* THE REQUEST: Can you put the lines from the one containing "# segment --target sky" through the one containing "[[[13,0],[0,9],[0,76],[256,63],[255,1]]]" into a JSON list of strings, one string per line and blank lines omitted?

* SOURCE DATA:
* * * * * * *
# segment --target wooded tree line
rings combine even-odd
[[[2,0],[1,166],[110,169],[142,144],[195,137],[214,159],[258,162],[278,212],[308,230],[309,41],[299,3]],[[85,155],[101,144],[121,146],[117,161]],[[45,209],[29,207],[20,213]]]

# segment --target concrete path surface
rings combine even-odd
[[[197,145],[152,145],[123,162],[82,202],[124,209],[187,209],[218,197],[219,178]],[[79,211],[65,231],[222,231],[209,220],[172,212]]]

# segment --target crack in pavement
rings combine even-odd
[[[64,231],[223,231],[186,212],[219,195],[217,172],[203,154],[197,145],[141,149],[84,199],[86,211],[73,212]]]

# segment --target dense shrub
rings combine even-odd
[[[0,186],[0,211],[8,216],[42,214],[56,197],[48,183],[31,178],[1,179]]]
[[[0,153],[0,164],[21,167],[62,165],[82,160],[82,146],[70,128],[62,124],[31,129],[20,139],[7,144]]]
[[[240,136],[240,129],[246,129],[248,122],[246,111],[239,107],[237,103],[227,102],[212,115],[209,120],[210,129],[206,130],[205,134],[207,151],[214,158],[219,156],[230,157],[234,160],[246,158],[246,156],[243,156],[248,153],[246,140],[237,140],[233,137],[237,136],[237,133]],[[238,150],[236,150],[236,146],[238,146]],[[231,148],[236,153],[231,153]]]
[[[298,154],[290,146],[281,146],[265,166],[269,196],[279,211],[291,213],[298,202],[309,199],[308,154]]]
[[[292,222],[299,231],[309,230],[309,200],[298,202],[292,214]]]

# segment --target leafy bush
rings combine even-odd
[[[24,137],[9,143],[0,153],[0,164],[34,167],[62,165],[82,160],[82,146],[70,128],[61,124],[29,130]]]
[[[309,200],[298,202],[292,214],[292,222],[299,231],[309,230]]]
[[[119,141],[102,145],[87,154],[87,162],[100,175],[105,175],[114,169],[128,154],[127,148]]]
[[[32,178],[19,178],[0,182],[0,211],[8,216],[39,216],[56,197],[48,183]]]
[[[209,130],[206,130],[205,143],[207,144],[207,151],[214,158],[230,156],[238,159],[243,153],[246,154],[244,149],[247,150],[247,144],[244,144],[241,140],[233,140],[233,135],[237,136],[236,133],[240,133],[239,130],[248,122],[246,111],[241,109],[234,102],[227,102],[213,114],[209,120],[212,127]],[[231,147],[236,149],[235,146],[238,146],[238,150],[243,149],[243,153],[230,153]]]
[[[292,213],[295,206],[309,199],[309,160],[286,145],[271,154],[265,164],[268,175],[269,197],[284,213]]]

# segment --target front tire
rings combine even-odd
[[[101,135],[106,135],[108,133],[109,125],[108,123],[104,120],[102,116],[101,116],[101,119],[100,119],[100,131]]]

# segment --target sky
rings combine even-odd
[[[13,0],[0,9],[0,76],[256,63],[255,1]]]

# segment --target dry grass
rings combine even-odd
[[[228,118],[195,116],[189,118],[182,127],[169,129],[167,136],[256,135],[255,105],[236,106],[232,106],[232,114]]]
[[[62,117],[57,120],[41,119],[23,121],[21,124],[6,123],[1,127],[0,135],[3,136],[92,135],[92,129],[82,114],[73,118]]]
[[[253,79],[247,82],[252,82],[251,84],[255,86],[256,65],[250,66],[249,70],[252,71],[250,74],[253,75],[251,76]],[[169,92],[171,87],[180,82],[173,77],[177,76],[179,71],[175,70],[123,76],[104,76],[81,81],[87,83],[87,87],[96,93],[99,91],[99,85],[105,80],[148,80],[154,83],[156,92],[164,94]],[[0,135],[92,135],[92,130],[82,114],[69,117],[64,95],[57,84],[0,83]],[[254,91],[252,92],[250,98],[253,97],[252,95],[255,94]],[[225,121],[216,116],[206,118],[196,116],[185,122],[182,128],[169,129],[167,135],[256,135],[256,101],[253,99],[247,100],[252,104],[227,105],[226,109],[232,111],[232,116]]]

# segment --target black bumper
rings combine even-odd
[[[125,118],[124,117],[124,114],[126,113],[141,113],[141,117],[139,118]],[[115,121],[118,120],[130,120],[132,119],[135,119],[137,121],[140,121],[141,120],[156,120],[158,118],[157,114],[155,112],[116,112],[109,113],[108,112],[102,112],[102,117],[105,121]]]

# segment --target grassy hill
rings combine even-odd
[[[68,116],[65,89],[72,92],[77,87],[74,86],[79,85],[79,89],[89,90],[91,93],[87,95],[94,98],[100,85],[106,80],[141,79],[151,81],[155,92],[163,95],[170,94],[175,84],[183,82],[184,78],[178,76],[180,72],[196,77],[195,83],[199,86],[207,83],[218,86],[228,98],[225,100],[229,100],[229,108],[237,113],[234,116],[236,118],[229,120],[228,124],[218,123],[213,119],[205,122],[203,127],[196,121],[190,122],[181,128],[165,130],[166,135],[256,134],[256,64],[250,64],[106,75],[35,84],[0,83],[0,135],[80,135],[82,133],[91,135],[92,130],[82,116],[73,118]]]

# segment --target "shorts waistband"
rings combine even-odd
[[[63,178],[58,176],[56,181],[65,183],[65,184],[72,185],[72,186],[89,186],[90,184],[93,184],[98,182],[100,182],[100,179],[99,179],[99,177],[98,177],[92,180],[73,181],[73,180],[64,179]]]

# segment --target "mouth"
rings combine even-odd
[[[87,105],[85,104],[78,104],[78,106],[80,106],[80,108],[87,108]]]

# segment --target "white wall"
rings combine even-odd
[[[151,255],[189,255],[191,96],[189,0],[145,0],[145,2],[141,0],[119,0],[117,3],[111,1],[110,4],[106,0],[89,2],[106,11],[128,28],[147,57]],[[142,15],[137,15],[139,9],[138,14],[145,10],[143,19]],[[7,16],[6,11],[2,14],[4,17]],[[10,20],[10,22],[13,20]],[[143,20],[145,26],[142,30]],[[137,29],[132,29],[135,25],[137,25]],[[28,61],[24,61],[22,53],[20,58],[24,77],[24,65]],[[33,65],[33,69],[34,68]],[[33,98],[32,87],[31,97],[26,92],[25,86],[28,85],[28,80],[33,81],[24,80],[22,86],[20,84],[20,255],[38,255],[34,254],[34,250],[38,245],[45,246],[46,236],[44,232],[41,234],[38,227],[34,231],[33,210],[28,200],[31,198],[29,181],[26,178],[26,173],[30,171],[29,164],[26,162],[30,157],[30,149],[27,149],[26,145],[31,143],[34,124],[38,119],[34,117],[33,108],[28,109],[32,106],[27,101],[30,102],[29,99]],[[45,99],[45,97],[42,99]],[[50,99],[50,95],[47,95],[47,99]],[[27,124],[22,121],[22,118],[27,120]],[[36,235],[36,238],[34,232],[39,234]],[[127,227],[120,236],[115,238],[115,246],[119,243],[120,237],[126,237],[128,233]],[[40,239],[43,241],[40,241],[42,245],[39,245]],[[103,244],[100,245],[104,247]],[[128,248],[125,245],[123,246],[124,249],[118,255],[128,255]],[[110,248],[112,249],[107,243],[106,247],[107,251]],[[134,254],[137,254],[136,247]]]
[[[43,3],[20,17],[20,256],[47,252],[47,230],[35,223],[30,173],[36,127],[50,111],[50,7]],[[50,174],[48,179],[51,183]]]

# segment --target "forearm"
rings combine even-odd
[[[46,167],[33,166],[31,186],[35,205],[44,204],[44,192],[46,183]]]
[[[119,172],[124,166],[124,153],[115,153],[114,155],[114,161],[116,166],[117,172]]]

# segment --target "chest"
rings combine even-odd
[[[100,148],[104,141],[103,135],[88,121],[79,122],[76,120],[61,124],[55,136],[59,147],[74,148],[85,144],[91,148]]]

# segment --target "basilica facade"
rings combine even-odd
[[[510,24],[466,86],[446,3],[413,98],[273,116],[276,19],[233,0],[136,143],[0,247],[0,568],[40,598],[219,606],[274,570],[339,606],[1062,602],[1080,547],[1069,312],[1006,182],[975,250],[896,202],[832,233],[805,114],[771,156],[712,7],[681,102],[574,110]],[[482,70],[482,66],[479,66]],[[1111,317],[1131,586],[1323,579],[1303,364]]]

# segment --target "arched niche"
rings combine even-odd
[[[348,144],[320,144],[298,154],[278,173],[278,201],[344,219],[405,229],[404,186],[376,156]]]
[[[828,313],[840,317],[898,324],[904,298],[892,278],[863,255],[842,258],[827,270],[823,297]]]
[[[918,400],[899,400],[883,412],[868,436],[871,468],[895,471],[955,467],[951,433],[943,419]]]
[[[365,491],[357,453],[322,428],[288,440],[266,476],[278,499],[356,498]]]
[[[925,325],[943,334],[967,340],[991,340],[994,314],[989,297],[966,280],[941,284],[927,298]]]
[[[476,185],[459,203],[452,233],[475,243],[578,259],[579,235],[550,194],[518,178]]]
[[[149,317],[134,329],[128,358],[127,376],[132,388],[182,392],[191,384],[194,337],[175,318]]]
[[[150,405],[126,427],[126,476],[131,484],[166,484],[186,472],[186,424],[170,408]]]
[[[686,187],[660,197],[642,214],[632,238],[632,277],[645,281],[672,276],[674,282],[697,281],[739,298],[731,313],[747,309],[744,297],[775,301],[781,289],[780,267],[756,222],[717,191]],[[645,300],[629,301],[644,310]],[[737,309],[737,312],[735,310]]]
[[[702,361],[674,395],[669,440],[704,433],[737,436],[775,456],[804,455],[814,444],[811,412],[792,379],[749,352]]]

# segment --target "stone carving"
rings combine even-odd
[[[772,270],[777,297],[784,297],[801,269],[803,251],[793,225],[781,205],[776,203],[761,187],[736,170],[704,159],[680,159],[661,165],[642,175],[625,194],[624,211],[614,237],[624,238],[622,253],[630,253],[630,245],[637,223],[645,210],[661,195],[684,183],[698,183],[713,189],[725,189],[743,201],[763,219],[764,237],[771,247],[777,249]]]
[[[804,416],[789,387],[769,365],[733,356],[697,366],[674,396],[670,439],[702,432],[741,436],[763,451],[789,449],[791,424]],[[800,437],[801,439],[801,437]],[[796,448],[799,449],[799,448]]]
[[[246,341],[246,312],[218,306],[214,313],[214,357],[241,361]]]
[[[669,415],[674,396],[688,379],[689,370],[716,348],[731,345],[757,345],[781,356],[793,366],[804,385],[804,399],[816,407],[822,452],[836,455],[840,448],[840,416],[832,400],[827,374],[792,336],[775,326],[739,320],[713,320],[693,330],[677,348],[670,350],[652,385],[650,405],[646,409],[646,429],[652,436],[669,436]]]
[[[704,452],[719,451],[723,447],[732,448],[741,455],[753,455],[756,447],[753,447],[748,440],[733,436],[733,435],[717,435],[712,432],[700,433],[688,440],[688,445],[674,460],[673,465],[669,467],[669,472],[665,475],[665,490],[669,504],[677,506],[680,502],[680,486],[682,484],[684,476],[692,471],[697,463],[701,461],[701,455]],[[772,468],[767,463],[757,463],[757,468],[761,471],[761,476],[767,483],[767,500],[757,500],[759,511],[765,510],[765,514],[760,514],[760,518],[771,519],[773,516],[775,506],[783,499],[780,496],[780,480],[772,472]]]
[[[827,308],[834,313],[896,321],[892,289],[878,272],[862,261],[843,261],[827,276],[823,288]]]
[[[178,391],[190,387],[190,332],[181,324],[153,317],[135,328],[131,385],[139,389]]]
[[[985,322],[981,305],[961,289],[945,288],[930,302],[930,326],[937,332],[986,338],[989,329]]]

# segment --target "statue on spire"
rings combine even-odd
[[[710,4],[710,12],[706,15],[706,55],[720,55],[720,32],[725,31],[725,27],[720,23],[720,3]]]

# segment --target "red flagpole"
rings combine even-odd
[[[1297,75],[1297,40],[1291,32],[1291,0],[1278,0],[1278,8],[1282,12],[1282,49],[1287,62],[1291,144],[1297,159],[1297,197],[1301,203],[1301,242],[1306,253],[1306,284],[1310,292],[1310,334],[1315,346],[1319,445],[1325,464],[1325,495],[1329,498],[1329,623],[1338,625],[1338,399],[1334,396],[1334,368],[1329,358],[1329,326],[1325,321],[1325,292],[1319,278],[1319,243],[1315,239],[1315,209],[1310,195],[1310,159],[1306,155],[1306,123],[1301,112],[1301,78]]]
* * * * * * *
* REPLY:
[
  "# segment --target sky",
  "rings combine even-odd",
  "[[[13,0],[0,9],[0,76],[256,63],[255,1]]]"
]